_TU TAREA_
Prosigue el texto sobre el modo de vida imperial a partir de su última oración.
··· PASAJE SUMINISTRADO
Esto también explica por qué la parte represiva y violenta del modo de vida imperial, en forma de conflictos por materias primas o el aislamiento frente a los refugiados, se manifiesta hoy tan claramente. El modo de vida imperial se basa en la exclusividad y solo puede conservarse en tanto y en cuanto dispone de un afuera en el que puede externalizar sus costos. Este afuera, sin embargo, está desapareciendo, porque cada vez más economías acceden a él y cada vez menos personas están en situación de cargar con los procesos de externalización o están dispuestas a ello. El modo de vida imperial se convierte en víctima de su propia capacidad de atracción y generalización.
······
··· DATOS PROPORCIONADOS
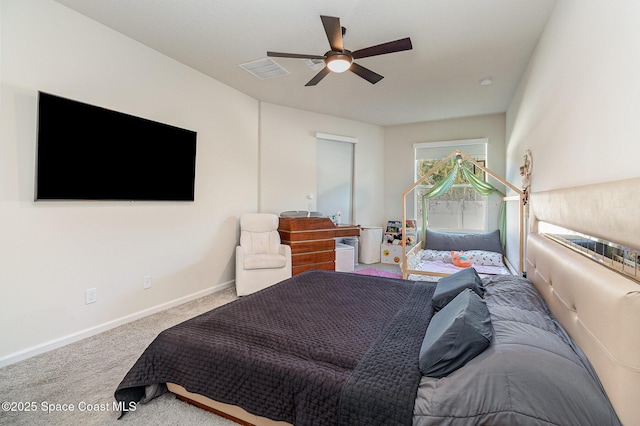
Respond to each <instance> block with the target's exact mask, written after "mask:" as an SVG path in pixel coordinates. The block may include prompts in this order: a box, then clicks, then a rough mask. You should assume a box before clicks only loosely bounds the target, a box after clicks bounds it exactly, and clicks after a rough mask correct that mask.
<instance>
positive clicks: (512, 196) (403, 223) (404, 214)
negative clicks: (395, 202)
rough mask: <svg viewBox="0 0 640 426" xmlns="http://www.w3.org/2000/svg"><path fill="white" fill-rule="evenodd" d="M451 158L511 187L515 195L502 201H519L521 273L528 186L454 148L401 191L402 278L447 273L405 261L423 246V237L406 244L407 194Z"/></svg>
mask: <svg viewBox="0 0 640 426" xmlns="http://www.w3.org/2000/svg"><path fill="white" fill-rule="evenodd" d="M528 155H529V158H530V154H529V153H528ZM451 159H455V160H456V161H458V163H459V164H460V163H462V162H463V161H466V162H468V163H470V164H472V165H473V166H474V167H476V168H478V169H480V170H482V171H484V172H485V173H486V174H488V175H489V176H491V177H493V178H494V179H496V180H497V181H498V182H500V183H501V184H503V185H504V186H506V187H507V188H509V189H511V190H512V191H514V192H515V193H516V194H517V195H515V196H509V197H506V196H505V197H503V202H507V201H516V200H517V201H518V203H519V208H518V216H519V256H518V268H517V272H518V274H522V273H523V271H524V243H525V216H526V214H527V212H526V205H527V201H528V187H527V188H526V189H525V190H522V189H520V188H518V187H516V186H514V185H513V184H511V183H509V182H508V181H506V180H505V179H504V178H502V177H501V176H499V175H498V174H496V173H495V172H494V171H493V170H491V169H489V168H487V167H485V166H484V165H482V164H480V163H478V162H477V161H476V160H474V159H473V158H472V157H470V156H469V155H467V154H465V153H464V152H463V151H461V150H459V149H456V150H455V151H453V152H452V153H451V154H449V155H448V156H446V157H445V158H443V159H442V160H440V161H439V162H438V163H436V164H435V165H434V166H433V167H432V168H431V169H430V170H429V171H428V172H427V173H425V174H424V175H423V176H422V177H421V178H420V179H418V180H417V181H416V182H414V183H413V184H412V185H411V186H409V187H408V188H407V189H406V190H405V191H404V192H403V193H402V239H401V240H400V241H401V245H402V250H401V252H402V260H401V262H400V268H401V270H402V277H403V278H404V279H407V277H408V276H409V274H417V275H431V276H445V275H448V274H447V273H442V272H430V271H424V270H417V269H409V265H408V262H407V256H409V255H412V254H416V253H417V252H418V251H419V250H421V249H422V248H423V244H424V242H425V241H424V238H422V239H420V241H418V242H417V243H416V244H415V245H414V246H413V247H410V248H409V247H408V246H407V238H406V236H407V196H408V195H410V194H412V193H414V191H415V190H416V188H418V186H419V185H421V184H422V183H423V182H425V181H426V180H427V179H429V177H431V176H432V175H433V174H434V173H435V172H437V171H438V170H440V169H441V168H442V167H443V166H444V165H446V164H447V163H448V162H449V161H450V160H451ZM525 163H527V161H526V156H525ZM530 166H531V161H530V159H529V161H528V165H527V166H526V168H527V169H528V170H527V173H526V176H529V175H530ZM422 227H423V233H422V234H423V235H424V230H425V229H426V227H427V226H426V224H425V223H423V224H422ZM500 237H501V238H504V235H501V236H500Z"/></svg>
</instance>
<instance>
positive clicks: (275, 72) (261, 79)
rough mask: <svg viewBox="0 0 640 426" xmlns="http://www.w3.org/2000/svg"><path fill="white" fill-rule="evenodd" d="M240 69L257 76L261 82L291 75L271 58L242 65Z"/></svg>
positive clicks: (257, 60) (243, 64) (286, 70)
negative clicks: (278, 64)
mask: <svg viewBox="0 0 640 426" xmlns="http://www.w3.org/2000/svg"><path fill="white" fill-rule="evenodd" d="M240 68H242V69H243V70H245V71H247V72H249V73H251V74H253V75H255V76H256V77H258V78H259V79H260V80H266V79H268V78H273V77H280V76H283V75H287V74H289V71H287V70H286V69H284V68H282V67H281V66H280V65H278V64H277V63H276V62H275V61H274V60H273V59H271V58H264V59H258V60H257V61H253V62H247V63H246V64H240Z"/></svg>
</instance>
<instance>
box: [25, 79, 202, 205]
mask: <svg viewBox="0 0 640 426" xmlns="http://www.w3.org/2000/svg"><path fill="white" fill-rule="evenodd" d="M196 135H197V133H196V132H194V131H191V130H185V129H181V128H178V127H174V126H170V125H167V124H162V123H158V122H155V121H151V120H147V119H143V118H139V117H134V116H132V115H128V114H123V113H120V112H116V111H112V110H108V109H105V108H101V107H98V106H93V105H88V104H85V103H82V102H77V101H73V100H70V99H65V98H62V97H59V96H55V95H51V94H48V93H44V92H39V96H38V144H37V160H36V161H37V163H36V196H35V199H36V200H128V201H134V200H139V201H193V200H194V184H195V167H196V164H195V161H196Z"/></svg>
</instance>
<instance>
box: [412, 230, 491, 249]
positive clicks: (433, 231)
······
_RESPUESTA DEL EJERCICIO_
A los centros capitalistas solo les queda el intento de estabilizar su modo de vida mediante el aislamiento y la marginación. Con ello los representantes de esta política, que por regla general se autodenominan «de centro», producen exactamente eso que consideran sus adversarios: movimientos autoritarios, racistas y nacionalistas. Que estos movimientos cobren fuerza actualmente en todas partes también se debe a que, por ser más consecuentes, pueden presentarse en la crisis como los verdaderos garantes de esa exclusividad que ya en tiempos normales es inherente al modo de vida imperial. Y, al contrario que sus competidores «centristas», son capaces de hacer una oferta a su electorado que lo fija en una posición subalterna y al mismo tiempo lo libera de su pasivización posdemocrática. Nora Räthzel ha denominado certeramente este mecanismo «autosumisión rebelde», en referencia al racismo que se articulaba en Alemania al principio de la década de 1990. La autosumisión rebelde les permite a los actores «constituirse como personas que actúan en determinadas condiciones a pesar de estar a merced de ellas».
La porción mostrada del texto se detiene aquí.